[Recorded data]
----------

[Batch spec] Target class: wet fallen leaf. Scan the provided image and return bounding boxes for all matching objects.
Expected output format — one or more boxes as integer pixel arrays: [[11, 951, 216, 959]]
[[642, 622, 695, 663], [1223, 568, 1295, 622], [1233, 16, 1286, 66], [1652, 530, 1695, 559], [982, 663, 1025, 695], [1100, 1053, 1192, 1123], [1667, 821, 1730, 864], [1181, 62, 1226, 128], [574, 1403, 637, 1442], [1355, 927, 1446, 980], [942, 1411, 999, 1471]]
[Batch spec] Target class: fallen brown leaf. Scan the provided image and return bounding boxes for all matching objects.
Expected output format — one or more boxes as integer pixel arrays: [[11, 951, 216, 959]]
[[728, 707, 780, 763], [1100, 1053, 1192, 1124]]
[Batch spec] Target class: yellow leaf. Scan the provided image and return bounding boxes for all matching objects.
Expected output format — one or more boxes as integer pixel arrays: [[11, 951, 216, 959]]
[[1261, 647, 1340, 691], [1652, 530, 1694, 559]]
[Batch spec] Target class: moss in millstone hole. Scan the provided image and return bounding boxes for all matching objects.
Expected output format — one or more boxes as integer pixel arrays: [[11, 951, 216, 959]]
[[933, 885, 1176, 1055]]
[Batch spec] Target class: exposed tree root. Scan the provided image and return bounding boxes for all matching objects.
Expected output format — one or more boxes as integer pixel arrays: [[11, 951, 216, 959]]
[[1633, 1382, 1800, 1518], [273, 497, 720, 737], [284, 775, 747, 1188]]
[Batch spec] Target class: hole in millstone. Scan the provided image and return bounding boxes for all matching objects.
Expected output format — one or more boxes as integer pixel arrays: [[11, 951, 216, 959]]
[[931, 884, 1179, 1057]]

----------

Start at the first line and transcribe the data exactly through the last.

[Batch spec] Target class: wet fallen leaf. Scan the provided image and return bounding boxes for all matching objects.
Expected output format — one or more boxes as integer pixel arrays: [[11, 951, 216, 959]]
[[642, 622, 695, 663], [1223, 568, 1295, 622], [1233, 16, 1286, 66], [1652, 530, 1695, 559], [982, 663, 1025, 695], [1100, 1053, 1192, 1123], [1667, 821, 1730, 864], [1181, 62, 1226, 128], [574, 1403, 637, 1442], [1355, 927, 1446, 980], [942, 1411, 999, 1471]]
[Batch spec] Target class: fallen brown leaf. Scan the provided image and return bounding boxes for all matching objects.
Expected output format — one or more boxes as integer pixel arrays: [[11, 951, 216, 959]]
[[728, 707, 780, 763], [1100, 1053, 1192, 1124]]
[Batch spec] Target class: yellow leaf. Scan the provided image and return bounding boxes for all matching objects.
Expected output format — one or more boxes as integer pixel arrays: [[11, 951, 216, 959]]
[[1261, 647, 1340, 691], [1652, 530, 1694, 559]]
[Batch spec] Target class: moss in millstone hole. Scan the provided image and return bounding boxes for all matching objects.
Expected output format — one or more boxes as integer pixel arrays: [[11, 951, 216, 959]]
[[933, 885, 1176, 1055]]
[Batch spec] Target class: exposed tree root. Scan the provided image and return bounding boxes for all matching objects.
Expected output format — one or more boxes as integer pixel arrays: [[11, 951, 216, 959]]
[[1633, 1382, 1800, 1518], [273, 497, 720, 737], [284, 775, 747, 1188]]
[Batch spec] Target class: hole in millstone. Scan the provided image and return bounding boxes for all matching objects.
Expected output format — one or more boxes as integer pixel arrays: [[11, 951, 216, 959]]
[[931, 884, 1179, 1057]]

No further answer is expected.